▸ **Brief**
Please count how many lines below contain the string "surface", treating uppercase and lowercase as different, and reply with the number alone.

+ + + + +

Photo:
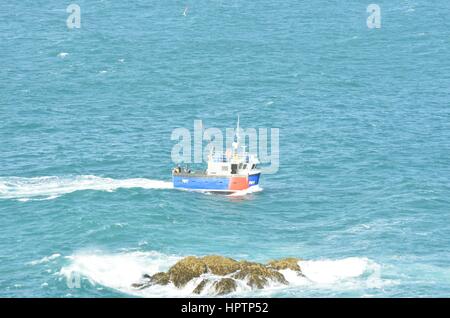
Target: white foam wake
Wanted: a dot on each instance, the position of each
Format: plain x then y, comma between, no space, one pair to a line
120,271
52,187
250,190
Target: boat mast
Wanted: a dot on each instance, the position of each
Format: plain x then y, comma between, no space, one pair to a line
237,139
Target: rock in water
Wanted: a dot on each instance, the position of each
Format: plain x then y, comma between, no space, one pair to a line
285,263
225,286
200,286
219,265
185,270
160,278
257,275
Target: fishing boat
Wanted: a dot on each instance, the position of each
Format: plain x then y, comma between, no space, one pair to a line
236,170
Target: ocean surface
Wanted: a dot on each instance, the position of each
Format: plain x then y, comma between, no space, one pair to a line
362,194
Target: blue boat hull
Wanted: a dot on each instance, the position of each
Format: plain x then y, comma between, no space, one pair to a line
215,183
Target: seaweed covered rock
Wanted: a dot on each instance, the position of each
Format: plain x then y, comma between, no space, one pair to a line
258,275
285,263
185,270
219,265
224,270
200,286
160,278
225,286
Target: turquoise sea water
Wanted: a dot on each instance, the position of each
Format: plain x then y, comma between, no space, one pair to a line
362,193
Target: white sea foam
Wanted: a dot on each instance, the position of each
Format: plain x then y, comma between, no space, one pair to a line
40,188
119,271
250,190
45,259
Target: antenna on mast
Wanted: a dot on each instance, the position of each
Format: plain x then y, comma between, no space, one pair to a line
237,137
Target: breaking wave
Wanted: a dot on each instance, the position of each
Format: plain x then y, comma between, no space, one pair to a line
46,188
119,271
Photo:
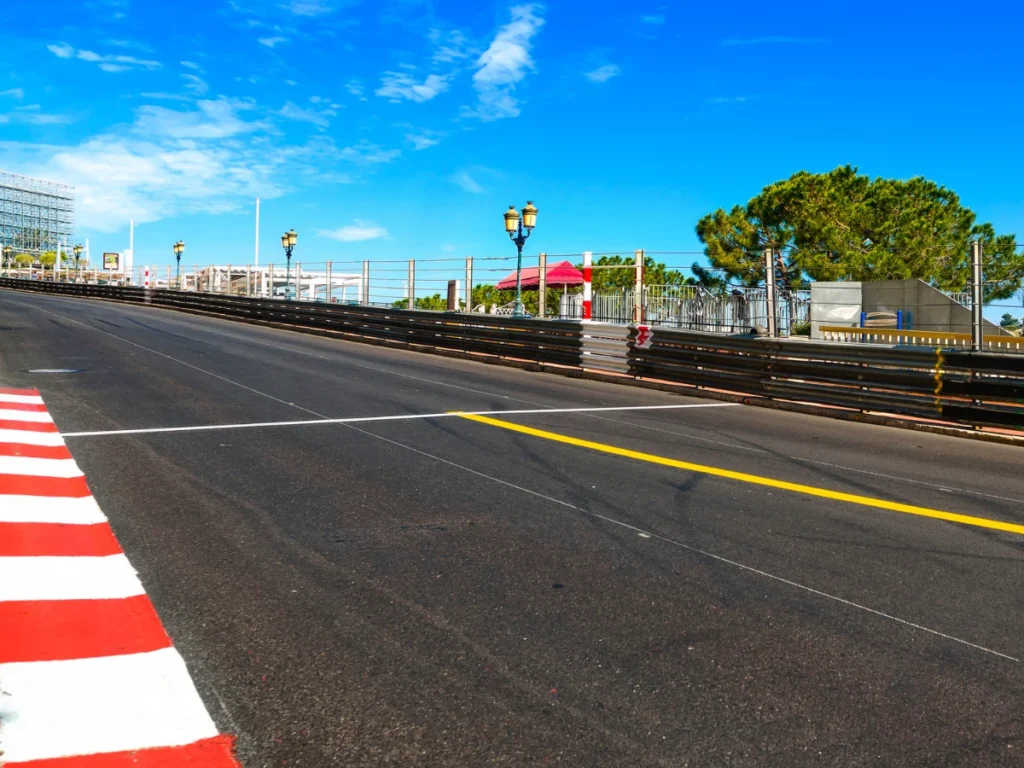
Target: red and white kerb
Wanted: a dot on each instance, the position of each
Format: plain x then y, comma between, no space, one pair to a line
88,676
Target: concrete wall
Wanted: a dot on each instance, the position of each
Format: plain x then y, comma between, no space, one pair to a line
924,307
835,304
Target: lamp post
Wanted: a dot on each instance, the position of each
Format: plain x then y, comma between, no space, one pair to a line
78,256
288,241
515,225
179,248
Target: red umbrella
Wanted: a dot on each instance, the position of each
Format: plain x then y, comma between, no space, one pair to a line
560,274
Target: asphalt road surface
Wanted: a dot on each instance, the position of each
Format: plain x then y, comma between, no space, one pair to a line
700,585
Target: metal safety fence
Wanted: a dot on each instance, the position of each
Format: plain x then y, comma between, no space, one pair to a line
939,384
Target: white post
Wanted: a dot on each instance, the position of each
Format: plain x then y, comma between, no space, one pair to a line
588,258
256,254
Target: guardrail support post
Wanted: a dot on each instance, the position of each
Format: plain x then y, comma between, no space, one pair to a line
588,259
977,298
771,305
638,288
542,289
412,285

+ + + + +

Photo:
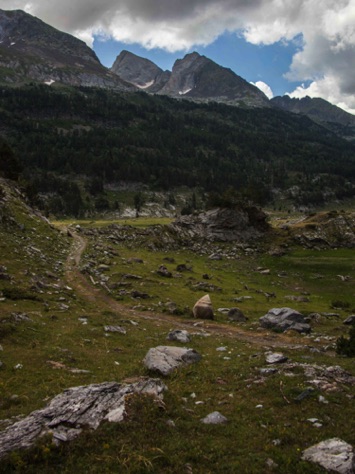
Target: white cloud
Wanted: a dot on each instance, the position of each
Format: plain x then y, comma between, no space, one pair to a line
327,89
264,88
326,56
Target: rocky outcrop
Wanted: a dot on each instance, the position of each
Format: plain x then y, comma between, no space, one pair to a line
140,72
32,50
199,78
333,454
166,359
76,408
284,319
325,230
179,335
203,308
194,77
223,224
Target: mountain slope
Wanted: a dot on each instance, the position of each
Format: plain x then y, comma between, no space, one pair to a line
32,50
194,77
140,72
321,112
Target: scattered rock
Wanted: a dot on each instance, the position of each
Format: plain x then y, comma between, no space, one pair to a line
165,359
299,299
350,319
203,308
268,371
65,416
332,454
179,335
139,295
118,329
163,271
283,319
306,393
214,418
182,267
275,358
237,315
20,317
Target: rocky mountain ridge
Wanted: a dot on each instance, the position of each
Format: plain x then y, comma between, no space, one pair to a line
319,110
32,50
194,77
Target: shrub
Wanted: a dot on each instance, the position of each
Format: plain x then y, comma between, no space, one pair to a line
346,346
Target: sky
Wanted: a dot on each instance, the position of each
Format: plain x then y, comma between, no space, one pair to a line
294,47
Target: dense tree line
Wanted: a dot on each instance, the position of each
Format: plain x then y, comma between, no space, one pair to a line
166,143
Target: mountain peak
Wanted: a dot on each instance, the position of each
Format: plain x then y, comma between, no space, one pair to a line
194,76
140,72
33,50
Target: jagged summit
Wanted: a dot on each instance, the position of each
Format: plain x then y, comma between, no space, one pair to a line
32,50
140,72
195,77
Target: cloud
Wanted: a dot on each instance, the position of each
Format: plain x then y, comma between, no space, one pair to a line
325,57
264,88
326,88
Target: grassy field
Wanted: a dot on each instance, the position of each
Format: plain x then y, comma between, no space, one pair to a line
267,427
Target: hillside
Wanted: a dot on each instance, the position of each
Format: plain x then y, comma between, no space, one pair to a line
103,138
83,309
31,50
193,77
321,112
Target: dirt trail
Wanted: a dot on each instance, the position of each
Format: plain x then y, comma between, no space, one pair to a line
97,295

+ + + + +

▸ **Task solution**
2